##### RECORDS TO PROCESS

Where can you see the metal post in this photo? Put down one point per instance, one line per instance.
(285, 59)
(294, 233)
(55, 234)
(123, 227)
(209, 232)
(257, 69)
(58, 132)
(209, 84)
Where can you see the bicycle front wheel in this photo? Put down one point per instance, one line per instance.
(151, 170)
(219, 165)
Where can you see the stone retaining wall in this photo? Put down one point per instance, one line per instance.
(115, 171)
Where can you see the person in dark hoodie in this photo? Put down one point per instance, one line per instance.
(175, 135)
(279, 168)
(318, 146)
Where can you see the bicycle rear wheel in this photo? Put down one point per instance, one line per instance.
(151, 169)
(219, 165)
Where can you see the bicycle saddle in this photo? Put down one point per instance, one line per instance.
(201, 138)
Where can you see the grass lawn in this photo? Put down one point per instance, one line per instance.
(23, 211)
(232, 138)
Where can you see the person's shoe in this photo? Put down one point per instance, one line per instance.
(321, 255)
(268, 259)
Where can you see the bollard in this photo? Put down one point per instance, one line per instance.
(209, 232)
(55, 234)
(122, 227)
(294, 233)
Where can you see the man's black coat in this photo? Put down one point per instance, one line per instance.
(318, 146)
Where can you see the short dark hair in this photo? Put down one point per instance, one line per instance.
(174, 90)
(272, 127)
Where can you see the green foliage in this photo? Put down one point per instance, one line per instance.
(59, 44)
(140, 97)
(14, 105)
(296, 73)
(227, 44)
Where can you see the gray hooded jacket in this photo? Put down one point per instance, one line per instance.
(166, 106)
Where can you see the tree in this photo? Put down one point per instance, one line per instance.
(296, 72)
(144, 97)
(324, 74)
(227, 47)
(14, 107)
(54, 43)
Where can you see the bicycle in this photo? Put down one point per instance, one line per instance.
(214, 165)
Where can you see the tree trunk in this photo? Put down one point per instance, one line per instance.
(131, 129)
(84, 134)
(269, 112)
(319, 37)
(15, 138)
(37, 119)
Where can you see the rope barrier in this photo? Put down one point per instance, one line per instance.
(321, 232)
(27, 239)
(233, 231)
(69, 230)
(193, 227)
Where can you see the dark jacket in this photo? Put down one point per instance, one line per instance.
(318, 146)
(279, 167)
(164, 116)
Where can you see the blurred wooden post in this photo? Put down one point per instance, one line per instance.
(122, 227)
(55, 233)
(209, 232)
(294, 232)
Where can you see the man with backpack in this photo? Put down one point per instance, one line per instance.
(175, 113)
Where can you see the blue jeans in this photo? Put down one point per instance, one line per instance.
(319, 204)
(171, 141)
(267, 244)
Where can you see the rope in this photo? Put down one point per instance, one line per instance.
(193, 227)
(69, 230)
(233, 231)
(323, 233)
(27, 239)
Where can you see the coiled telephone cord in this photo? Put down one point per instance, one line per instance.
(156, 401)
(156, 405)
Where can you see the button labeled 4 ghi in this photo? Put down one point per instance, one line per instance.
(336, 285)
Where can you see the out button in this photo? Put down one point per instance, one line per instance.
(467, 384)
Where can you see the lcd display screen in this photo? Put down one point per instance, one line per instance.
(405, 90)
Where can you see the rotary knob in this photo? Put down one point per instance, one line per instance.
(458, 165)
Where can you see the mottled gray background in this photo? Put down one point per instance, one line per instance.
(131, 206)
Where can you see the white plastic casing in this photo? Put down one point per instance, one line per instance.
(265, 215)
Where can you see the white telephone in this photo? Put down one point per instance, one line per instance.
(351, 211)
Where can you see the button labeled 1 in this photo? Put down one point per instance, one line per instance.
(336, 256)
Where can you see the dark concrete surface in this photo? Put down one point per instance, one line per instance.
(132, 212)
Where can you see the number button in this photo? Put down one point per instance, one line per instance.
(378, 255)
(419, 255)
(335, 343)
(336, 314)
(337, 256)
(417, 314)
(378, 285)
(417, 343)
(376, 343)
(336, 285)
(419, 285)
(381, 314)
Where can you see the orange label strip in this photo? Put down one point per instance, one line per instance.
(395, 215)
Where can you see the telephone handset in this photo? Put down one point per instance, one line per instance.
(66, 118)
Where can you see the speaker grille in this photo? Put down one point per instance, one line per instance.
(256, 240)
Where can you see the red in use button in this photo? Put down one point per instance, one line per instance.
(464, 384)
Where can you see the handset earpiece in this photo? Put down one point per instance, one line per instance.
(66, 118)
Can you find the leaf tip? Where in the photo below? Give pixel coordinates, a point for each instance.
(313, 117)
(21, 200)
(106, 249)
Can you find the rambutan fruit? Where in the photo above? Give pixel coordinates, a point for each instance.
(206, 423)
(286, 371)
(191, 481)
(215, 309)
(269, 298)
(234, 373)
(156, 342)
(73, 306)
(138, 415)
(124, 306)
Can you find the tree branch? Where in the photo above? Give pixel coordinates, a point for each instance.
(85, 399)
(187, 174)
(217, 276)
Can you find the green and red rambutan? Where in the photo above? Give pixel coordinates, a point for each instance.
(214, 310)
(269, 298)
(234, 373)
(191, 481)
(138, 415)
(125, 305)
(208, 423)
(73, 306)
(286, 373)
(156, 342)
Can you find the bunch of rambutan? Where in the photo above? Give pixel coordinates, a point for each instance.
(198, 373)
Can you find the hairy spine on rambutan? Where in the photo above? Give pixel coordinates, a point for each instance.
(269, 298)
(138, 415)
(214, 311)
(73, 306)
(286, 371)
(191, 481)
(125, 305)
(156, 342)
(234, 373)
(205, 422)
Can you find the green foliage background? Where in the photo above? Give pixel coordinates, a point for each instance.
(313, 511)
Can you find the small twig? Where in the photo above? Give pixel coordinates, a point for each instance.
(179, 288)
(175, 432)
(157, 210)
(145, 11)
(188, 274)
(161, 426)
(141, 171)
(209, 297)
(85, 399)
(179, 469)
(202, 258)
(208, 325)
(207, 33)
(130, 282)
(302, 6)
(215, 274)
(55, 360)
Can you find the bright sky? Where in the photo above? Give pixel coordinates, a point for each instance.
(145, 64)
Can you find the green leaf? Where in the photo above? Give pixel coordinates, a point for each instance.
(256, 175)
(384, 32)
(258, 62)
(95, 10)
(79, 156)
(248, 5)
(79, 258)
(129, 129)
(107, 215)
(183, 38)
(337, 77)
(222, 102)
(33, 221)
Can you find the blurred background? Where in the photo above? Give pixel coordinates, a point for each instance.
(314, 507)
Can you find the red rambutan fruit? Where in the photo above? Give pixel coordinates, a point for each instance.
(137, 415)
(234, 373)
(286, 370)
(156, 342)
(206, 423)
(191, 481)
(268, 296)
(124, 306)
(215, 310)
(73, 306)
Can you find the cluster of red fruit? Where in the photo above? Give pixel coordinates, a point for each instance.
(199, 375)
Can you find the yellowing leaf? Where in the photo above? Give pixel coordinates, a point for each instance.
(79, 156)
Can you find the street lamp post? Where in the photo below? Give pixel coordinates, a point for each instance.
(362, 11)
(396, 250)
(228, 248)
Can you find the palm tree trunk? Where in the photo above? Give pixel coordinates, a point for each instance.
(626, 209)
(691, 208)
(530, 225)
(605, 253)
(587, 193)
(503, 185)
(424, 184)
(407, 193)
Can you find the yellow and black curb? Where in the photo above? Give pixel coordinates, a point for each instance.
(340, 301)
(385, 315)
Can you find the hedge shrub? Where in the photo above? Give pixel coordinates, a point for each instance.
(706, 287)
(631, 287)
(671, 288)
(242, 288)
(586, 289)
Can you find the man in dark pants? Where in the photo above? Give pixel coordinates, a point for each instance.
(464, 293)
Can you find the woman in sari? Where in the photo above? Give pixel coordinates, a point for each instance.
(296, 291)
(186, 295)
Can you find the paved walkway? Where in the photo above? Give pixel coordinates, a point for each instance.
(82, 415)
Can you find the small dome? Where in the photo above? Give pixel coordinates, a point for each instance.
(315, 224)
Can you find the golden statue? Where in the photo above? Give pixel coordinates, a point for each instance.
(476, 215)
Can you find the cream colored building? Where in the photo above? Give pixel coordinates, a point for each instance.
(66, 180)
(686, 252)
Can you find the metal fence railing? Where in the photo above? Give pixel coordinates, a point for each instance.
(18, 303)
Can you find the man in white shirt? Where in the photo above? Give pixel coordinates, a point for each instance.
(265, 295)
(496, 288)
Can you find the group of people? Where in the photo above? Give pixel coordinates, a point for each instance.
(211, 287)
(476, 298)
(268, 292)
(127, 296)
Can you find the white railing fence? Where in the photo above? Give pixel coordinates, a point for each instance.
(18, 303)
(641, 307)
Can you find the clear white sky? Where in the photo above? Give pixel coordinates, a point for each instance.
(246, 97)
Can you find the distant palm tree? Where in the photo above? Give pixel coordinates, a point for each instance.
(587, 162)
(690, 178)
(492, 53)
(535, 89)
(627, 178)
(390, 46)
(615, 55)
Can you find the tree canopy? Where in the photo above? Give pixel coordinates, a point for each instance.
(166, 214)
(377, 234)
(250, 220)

##########

WHAT IS ASKED: Could you quote, exactly as they appear, the line containing "Can you find the group" and every line after it to the end of the records above?

OUTPUT BELOW:
Can you find the group of people? Where in the photo above? Give pixel coordinates, a point for each instance.
(211, 287)
(476, 298)
(268, 292)
(127, 296)
Can you find the white railing fence? Where in the photo above? Give pixel coordinates, a point for each instance.
(18, 303)
(641, 307)
Can you find the clear white sky? Where in the photo above? Give pixel coordinates, a point for each instance.
(246, 97)
Can you find the distant palm tree? Where in the photo above? Give pixel coordinates, a point for each instance.
(587, 162)
(690, 178)
(492, 53)
(535, 89)
(627, 178)
(390, 46)
(615, 55)
Can you find the tree canopy? Where in the photo above? Give pixel coordinates, a point for each instance.
(166, 214)
(377, 234)
(250, 220)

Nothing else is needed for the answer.